─── Text block
7. Ownership restriction

The items supplied remain our property until the buyer has fulfilled all following obligations arising from all agreements entered into with us;
- the exchange(s) with regard to delivered or deliverable item/items itself,
- the exchange(s) with regard to service provided or to be provided by us under the purchase agreement,
- possible claims due to non-fulfilment of the buyer of (a) purchase agreement(s)
- the buyer does not have the right to pawn items in their entirety or partially to third parties or to transfer ownership beyond normal professional practice until complete payment has been made.

8. Express avoidance clause

Should payment not ensue on the due date, we may consider the sale as null and void by operation of law and without having to issue a demand. The goods will remain the property of the seller until the full price has been paid. All risks shall be borne by the buyer. The paid advances shall continue to be in the possession of the seller as payment for possible losses when reselling.

9. Extended ownership restriction

  1. We reserve for ourselves the right of ownership of the goods supplied until payment in full of all claims due to us from the business relationship, and to claims still to arise, on the basis of any legal grounds whatever.
  2. The buyer is entitled to process our products or to combine them with other products within the context of the proper operation of their business. By way of security for our claims as stated in 1. above, we acquire co-ownership of the items resulting from processing or combination, with the buyer ceding this co-ownership to ourselves at this present juncture. The buyer will hold the items under our co-ownership in safekeeping, free of charge. The level of our co-ownership is determined by the ratio of the value of our product to that of the items resulting from the processing or combination undertaken.
  3. We irrevocably grant our buyer the right of resale in the course of their normal business. This right shall expire in the event of any default on payments due. At this juncture, the buyer cedes to ourselves all claims and secondary rights arising to them from resale. The ceded claims shall serve to secure all claims arising in accordance with I. above. The buyer is entitled to collect all ceded claims, as long as we have not rescinded this authorisation. The authorisation to collect claims shall also expire, without requiring to be expressly rescinded, if the buyer should default on payments due. At our request, the buyer must notify us, without delay and in writing, of the party to which they have sold on the goods, and of the claims arising from this sale, and at their own cost issue us with publically authenticated deeds on the cession of the claims.
  4. The buyer is not entitled to proceed to any other dispositions in respect of the items covered by our right of retention or co-ownership. The buyer must notify us immediately of any pledging or other compromising of rights to the items belonging solely or partly to ourselves.
──────
─── Record extracts
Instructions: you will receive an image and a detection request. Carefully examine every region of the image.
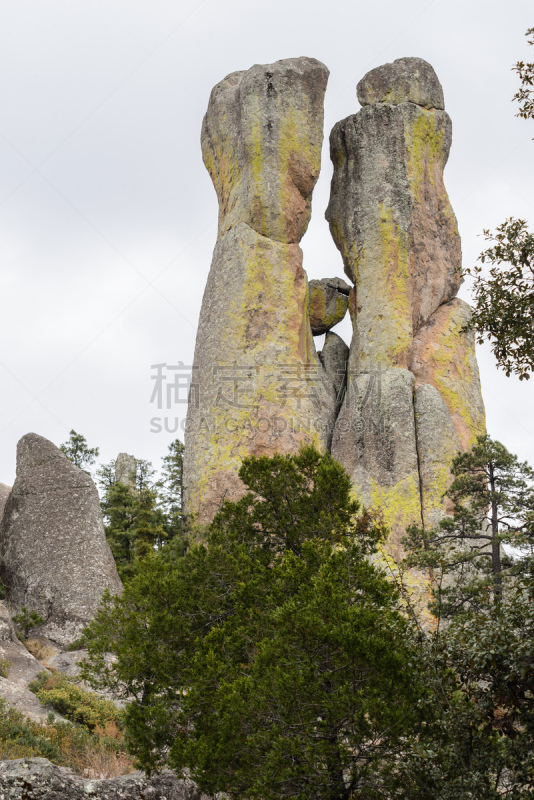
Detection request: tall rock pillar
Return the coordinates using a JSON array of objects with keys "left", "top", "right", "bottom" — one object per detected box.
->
[
  {"left": 327, "top": 58, "right": 485, "bottom": 551},
  {"left": 184, "top": 58, "right": 336, "bottom": 522},
  {"left": 0, "top": 433, "right": 122, "bottom": 646}
]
──────
Task instructions:
1: Give the title of each numbered section in the ownership terms.
2: Write out everything in the ownership terms from "- the buyer" down to "has been made.".
The stored entries are not needed for this work.

Responses per task:
1:
Ownership restriction
Express avoidance clause
Extended ownership restriction

2:
- the buyer does not have the right to pawn items in their entirety or partially to third parties or to transfer ownership beyond normal professional practice until complete payment has been made.